Documentation Index
Fetch the complete documentation index at: https://docs.camel-ai.org/llms.txt
Use this file to discover all available pages before exploring further.
CodeChunker
class CodeChunker(BaseChunker):
A class for chunking code or text while respecting structure
and token limits.
This class ensures that structured elements such as functions,
classes, and regions are not arbitrarily split across chunks.
It also handles oversized lines and Base64-encoded images.
Parameters:
- chunk_size (int, optional): The maximum token size per chunk. (default: :obj:
8192)
- remove_image: (bool, optional): If the chunker should skip the images.
- model_name (str, optional): The tokenizer model name used for token counting. (default: :obj:
"cl100k_base")
init
def __init__(
self,
chunk_size: int = 8192,
model_name: str = 'cl100k_base',
remove_image: Optional[bool] = True
):
count_tokens
def count_tokens(self, text: str):
Counts the number of tokens in the given text.
Parameters:
- text (str): The input text to be tokenized.
Returns:
int: The number of tokens in the input text.
_split_oversized
def _split_oversized(self, line: str):
Splits an oversized line into multiple chunks based on token limits
Parameters:
- line (str): The oversized line to be split.
Returns:
List[str]: A list of smaller chunks after splitting the
oversized line.
chunk
def chunk(self, content: List[str]):
Splits the content into smaller chunks while preserving
structure and adhering to token constraints.
Parameters:
- content (List[str]): The content to be chunked.
Returns:
List[str]: A list of chunked text segments.

> [WORK ITEM] Can you retype the CodeChunker documentation, starting with "This class ensures" and going on through "skip the images."?

> [GIVEN MATERIAL]

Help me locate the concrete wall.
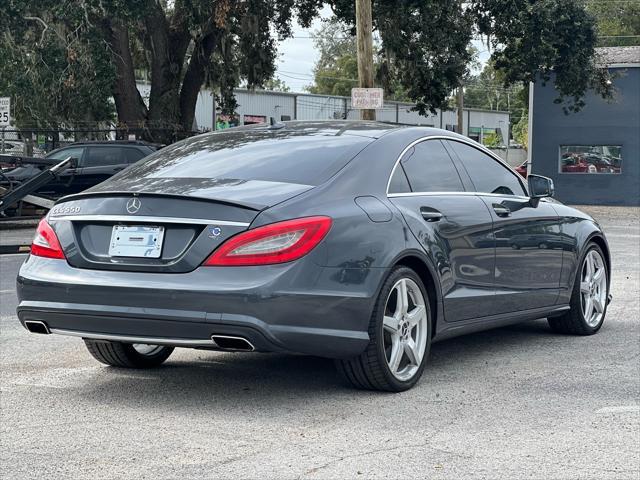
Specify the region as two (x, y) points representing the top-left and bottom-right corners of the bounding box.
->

> [WRITTEN ANSWER]
This class ensures that structured elements such as functions,
classes, and regions are not arbitrarily split across chunks.
It also handles oversized lines and Base64-encoded images.
Parameters:
- chunk_size (int, optional): The maximum token size per chunk. (default: :obj:
8192)
- remove_image: (bool, optional): If the chunker should skip the images.